*Activity 1*
In the laser capture microdissection text, what are the Director slides manually coated with?
*Activity 2*
Do these statements agree with the laser capture microdissection text? Answer yes or no for each, quoting the deciding words. (a) Liquid water in the tissue causes refraction of the laser. (b) Simple glass slides are adequate to hold tissue for LCM. (c) The tissue is stained before the embedding medium is removed.
*Activity 3*
Continue the laser capture microdissection text from the point where it stops.

*Source text*
Laser Capture Microdissection (LCM) Procedure & Medical Applications

Laser capture microdissection (LCM) is a laboratory technique that uses a laser to precisely isolate tissue structures for analysis, allowing inference about cellular activity. This information aids in the development of diagnostic tools, facilitating early treatment and better patient outcomes.

LCM Procedure

SAMPLE PREP

Before conducting microdissection, one must make the tissue of interest LCM-compatible via desiccation. LCM uses a laser to isolate tissue sections, and any liquid water present will cause refraction of the laser. This diminishes cutting precision. Therefore, one must sufficiently dehydrate the tissue to prevent any such imprecisions.

Additionally, simple glass slides are not adequate to hold tissue for LCM. Because the microdissection scope relies on gravity to drop dissected tissue into collection wells, we use specialized Director slides manually coated with poly-D-lysine to enhance sample adhesion (Hembrough, 2012). When the laser contacts this coated slide, the energy of the laser is transferred to the aptly-named energy transfer matrix on the slide. As a result, the matrix vaporizes and tissue is dropped into the collection well (“The cutting edge”, 2007).

Many methods are used to dessicate samples for LCM. My favorite is lyophilization. Frozen tissue samples are cryosectioned* and placed on Director slides. After removal of embedding medium (such as Optimal Cutting Medium), the tissue is stained to enhance visualization such as with toluidine blue. The slides are subsequently placed in a lyophilizer, which sublimes the water in the tissue samples. By using sublimation and bypassing the liquid water phase, we eliminate the possibility of retaining liquid water in the tissue sample, thus preserving the precision of laser capture.

*Supplied data*
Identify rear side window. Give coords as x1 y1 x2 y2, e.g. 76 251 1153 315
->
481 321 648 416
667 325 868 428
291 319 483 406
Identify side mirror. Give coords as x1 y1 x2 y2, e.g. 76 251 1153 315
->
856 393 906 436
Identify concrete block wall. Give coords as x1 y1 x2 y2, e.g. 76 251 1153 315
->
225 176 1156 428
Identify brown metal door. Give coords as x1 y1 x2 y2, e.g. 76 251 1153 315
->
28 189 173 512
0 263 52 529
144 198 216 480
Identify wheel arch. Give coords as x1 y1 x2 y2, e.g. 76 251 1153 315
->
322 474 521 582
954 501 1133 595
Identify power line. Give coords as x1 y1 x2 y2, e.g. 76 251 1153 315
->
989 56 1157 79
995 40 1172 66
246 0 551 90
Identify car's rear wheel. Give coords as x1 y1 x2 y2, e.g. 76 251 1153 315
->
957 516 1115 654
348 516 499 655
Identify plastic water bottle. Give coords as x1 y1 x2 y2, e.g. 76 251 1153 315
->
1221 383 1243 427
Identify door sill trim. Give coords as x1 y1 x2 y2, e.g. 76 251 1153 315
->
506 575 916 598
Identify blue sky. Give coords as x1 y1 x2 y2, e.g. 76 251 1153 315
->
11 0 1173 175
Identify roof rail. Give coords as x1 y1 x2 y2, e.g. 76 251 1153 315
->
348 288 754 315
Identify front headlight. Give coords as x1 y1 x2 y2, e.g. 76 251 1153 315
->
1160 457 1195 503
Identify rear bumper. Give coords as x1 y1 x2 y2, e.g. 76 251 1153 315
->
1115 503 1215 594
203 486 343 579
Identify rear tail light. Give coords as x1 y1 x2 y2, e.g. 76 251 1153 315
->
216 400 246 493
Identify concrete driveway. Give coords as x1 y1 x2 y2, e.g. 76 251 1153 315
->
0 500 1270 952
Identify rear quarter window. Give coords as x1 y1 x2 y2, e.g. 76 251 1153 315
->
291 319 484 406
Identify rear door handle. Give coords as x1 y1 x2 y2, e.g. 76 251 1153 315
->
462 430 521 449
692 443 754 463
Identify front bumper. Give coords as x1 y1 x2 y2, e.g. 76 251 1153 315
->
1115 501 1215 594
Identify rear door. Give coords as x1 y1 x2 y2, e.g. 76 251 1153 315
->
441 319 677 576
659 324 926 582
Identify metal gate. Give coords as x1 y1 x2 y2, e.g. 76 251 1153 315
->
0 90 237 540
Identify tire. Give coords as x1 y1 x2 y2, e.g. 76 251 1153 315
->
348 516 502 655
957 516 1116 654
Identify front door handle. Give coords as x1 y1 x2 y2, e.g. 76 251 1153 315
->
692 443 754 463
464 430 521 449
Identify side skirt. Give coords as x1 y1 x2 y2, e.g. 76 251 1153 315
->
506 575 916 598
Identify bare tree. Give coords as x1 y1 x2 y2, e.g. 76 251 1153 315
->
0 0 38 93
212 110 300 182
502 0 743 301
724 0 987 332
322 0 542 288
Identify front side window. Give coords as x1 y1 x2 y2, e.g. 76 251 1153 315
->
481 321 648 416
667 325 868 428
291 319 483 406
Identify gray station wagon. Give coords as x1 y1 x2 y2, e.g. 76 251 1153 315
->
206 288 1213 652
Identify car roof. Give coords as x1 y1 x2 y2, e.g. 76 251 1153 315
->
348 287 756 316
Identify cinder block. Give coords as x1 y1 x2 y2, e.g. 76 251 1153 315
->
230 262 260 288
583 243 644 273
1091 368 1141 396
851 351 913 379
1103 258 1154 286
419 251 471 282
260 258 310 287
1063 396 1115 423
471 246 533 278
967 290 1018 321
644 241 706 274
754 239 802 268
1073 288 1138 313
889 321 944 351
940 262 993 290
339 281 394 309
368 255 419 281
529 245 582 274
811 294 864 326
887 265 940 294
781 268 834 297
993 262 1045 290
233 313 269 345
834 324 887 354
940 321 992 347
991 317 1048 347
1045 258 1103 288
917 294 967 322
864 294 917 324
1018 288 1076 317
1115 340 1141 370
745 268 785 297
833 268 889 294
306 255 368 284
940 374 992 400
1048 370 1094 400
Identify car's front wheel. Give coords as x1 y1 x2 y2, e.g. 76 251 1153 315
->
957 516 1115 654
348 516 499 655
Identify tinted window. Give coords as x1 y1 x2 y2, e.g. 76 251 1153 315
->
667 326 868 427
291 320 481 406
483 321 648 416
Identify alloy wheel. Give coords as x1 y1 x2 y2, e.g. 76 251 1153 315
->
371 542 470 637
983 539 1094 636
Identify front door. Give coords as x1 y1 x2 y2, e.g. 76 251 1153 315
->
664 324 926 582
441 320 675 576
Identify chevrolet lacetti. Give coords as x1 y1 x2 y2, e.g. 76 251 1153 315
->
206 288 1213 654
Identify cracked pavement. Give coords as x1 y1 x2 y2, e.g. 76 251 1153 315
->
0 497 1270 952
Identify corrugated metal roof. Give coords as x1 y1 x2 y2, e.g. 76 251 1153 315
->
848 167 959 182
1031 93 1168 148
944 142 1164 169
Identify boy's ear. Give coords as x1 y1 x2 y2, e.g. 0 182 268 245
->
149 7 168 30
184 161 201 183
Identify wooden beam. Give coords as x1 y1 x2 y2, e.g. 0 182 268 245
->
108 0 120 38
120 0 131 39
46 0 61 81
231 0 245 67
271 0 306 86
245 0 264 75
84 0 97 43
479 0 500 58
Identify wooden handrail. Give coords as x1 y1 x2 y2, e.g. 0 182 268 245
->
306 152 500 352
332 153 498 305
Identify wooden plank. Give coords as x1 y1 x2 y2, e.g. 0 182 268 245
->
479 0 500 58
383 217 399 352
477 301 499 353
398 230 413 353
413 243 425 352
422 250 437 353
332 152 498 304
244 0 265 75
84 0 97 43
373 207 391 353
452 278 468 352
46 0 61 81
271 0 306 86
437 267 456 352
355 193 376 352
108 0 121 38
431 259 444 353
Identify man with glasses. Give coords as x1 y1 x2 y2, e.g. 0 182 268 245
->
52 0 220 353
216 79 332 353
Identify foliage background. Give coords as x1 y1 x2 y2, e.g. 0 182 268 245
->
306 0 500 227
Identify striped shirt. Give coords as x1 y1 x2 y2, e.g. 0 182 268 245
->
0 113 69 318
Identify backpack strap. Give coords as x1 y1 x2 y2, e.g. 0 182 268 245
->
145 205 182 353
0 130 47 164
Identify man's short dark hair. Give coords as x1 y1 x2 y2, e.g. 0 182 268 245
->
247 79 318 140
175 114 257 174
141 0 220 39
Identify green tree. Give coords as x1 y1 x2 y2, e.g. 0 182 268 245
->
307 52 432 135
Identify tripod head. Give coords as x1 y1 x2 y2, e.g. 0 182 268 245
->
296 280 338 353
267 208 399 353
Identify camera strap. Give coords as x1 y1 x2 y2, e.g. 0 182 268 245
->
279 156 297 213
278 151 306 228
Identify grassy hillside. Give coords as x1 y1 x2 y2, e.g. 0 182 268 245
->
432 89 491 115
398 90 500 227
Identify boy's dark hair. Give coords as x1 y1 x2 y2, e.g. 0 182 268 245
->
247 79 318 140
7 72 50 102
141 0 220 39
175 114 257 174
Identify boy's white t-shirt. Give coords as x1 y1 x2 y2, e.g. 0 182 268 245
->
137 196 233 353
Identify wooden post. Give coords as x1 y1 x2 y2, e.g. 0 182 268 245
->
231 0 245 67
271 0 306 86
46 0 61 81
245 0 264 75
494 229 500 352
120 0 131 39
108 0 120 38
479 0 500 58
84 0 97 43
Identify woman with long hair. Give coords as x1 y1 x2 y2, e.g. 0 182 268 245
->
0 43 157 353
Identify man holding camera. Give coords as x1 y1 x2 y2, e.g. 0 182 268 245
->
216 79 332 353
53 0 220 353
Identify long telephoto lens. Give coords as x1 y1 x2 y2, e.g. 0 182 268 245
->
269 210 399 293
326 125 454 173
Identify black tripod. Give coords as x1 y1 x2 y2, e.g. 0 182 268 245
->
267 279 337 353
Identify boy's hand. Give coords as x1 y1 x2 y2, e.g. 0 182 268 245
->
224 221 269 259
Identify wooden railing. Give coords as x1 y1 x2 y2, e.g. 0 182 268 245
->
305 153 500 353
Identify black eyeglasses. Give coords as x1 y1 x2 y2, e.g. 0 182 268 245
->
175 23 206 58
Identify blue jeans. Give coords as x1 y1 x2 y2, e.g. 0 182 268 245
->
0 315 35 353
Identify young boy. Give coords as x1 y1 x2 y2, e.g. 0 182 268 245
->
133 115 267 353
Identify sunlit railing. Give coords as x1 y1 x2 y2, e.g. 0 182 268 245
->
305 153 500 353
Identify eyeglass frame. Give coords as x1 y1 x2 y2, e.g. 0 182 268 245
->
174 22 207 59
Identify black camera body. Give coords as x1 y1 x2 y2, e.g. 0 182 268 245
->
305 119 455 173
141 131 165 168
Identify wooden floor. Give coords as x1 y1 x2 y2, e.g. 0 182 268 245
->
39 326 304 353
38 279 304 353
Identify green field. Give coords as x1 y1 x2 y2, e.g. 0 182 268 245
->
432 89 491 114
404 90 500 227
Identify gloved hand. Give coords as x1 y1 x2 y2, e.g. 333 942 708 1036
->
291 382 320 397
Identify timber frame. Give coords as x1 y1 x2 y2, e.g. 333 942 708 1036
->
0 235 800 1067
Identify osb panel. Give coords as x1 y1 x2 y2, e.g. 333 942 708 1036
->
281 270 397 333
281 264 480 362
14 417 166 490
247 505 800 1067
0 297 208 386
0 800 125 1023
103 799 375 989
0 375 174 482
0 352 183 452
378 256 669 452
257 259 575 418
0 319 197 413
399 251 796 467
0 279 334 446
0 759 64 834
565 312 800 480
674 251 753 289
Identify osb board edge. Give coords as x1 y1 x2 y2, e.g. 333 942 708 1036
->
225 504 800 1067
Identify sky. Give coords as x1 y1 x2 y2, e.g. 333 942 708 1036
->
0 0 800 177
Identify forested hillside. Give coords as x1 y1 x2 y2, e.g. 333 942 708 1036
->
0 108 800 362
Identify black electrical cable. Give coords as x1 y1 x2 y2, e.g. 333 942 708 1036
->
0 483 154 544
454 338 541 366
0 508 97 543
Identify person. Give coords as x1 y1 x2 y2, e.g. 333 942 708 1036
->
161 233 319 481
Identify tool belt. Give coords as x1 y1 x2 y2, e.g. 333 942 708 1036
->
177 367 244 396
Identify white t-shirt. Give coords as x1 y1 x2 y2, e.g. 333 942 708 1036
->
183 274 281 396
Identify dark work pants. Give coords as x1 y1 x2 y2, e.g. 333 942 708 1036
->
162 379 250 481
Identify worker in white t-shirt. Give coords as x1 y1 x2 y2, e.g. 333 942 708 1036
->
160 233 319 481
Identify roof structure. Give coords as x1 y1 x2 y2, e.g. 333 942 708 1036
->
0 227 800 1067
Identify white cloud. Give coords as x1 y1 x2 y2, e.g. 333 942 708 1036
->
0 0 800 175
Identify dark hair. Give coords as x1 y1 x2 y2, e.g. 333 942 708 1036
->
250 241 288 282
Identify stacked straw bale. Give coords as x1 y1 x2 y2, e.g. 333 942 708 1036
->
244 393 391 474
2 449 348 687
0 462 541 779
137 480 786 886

*Response box 1*
Poly-D-lysine.

*Response box 2*
(a) Yes: "any liquid water present will cause refraction of the laser"
(b) No: "simple glass slides are not adequate to hold tissue for LCM"
(c) No: "After removal of embedding medium (such as Optimal Cutting Medium), the tissue is stained to enhance visualization"

*Response box 3*
Other sample preparation methods include the following:

1. The samples can be fixed in acetone (dehydrant). The sample is then stained, treated with xylene (which makes the histology clearer) (Gubler, 2019), and further dehydrated in alcohol (which replaces water in the tissue) (Turashvili et al., 2007). One disadvantage of this method is that acetone’s strong lipid-solvent properties may cause cellular embrittling (Rolls, n.d.).

2. The samples can be treated with a graded ethanol series (which replaces water in the tissue) and rapidly dried with compressed nitrogen (Gormley et al., 2021).

Among the methods presented above, lyophilization is my favorite because of the range of tissues for which anatomy can be preserved. Even naturally “wet” tissue types, such as that of the endometrium, are compatible with this method because water is smoothly removed (unlike in other methods, where dehydration occurs in a stepwise fashion), preventing major damage to the histology. However, tissue quality rapidly deteriorates following lyophilization. Therefore, microdissection should be performed on samples as soon as possible following lyophilization to provide optimal results. “Dry” tissues exist in relatively dry conditions (within the appropriate range for biological tissues, of course). Because there isn’t much water to begin with, any desiccation method can preserve histology fairly well.

*My mentor (Matthew Gormley, Fisher Lab, UCSF) experimentally determined that the optimal cutting thickness for endometrial tissue is 14 microns. Optimal thickness varies around tissue type and preparation technique, but 14 microns is still a good estimate for many tissues. To yield the most material from laser capture, one must cut tissue at the maximum thickness for which anatomy can still be preserved.

MACHINERY + SOFTWARE

The most common system used for LCM is the Leica Microdissection Microscope and associated software. The scope and software are extremely user-friendly; with the help of my mentor, I learned the basic maneuvers in a day or two, and was autonomous with the scope by day three.

In addition to standard microscope parts (eyepieces, objective lenses, focus knobs, stage motion knobs, etc.), this scope includes internal mirrors (which direct the laser to specific locations for cutting), a fiber optic cable (which guides light to form a laser) (Landry, 2020), and an internal well-insert attachment point (which collects dissected samples).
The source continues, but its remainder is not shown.